[Items de pointage d'objets étiquetés]
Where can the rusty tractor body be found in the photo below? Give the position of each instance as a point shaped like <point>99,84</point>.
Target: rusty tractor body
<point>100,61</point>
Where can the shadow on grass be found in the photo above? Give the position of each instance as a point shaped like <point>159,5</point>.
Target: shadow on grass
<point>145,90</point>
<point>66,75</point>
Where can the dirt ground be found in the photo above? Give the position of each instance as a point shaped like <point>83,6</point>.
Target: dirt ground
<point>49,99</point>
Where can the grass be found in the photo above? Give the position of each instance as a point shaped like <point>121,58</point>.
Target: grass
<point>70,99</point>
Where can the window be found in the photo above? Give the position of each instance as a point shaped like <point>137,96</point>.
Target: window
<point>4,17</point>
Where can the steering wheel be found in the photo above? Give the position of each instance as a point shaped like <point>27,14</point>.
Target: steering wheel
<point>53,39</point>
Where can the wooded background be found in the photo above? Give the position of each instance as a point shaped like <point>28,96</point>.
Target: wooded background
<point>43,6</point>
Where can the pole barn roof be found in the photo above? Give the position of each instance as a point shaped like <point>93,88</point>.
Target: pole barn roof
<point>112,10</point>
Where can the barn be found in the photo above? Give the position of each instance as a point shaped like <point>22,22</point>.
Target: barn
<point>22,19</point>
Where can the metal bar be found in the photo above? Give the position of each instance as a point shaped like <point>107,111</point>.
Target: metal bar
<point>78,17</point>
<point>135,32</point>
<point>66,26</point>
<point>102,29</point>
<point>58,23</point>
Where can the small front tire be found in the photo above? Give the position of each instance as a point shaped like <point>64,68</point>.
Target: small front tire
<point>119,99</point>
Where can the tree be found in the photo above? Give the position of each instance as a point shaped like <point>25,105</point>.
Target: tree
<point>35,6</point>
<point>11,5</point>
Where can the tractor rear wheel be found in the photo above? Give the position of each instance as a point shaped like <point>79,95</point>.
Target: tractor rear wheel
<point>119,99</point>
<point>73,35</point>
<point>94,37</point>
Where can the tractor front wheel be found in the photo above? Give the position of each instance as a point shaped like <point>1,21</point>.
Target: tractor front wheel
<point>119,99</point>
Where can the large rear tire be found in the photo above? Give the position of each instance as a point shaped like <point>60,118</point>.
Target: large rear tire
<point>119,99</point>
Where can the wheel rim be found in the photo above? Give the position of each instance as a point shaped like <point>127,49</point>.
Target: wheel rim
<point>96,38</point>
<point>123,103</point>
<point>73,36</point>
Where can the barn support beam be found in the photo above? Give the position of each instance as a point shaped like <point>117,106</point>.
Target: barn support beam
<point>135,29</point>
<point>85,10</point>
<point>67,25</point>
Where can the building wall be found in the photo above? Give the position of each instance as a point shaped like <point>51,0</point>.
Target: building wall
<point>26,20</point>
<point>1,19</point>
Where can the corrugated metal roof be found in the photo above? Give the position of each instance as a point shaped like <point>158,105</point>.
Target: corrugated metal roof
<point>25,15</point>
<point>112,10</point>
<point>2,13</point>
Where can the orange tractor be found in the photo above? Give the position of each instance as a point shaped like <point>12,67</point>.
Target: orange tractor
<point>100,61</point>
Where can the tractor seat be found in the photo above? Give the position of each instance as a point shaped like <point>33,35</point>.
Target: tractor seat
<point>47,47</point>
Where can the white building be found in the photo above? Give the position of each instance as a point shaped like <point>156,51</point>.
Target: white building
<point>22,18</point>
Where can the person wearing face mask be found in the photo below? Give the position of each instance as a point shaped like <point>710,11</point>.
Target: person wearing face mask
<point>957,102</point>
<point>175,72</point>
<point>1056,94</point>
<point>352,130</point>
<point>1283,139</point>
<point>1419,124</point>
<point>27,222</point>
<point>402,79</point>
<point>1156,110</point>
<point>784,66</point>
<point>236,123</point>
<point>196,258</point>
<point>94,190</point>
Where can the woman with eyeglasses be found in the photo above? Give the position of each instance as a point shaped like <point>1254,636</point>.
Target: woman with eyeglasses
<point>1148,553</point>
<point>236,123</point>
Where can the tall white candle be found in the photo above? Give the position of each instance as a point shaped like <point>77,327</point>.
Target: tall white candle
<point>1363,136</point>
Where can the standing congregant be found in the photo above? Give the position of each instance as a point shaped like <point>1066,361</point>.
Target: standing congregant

:: Votre objectif ::
Recopiez toutes les lignes des items, de celle qui contient « Where can the orange » jusqu'à celle qui contient « <point>22,18</point> », ces deux lignes comprises, sans en omettre aucune. Décalez de 73 chaque coordonnée donnée en réponse et laissez tous les autres nombres inchangés.

:: Résultat de l'exercice ::
Where can the orange tractor be found in the photo above? Give the position of each instance as a point shaped like <point>12,67</point>.
Target: orange tractor
<point>173,134</point>
Where can the tractor seat be found in the photo above? Give the position of each instance as a point shaped like <point>33,35</point>.
Target: tractor seat
<point>120,120</point>
Where can the white building be found in the photo above? Give the position of each instance as a point shaped like <point>156,51</point>.
Target: white building
<point>95,91</point>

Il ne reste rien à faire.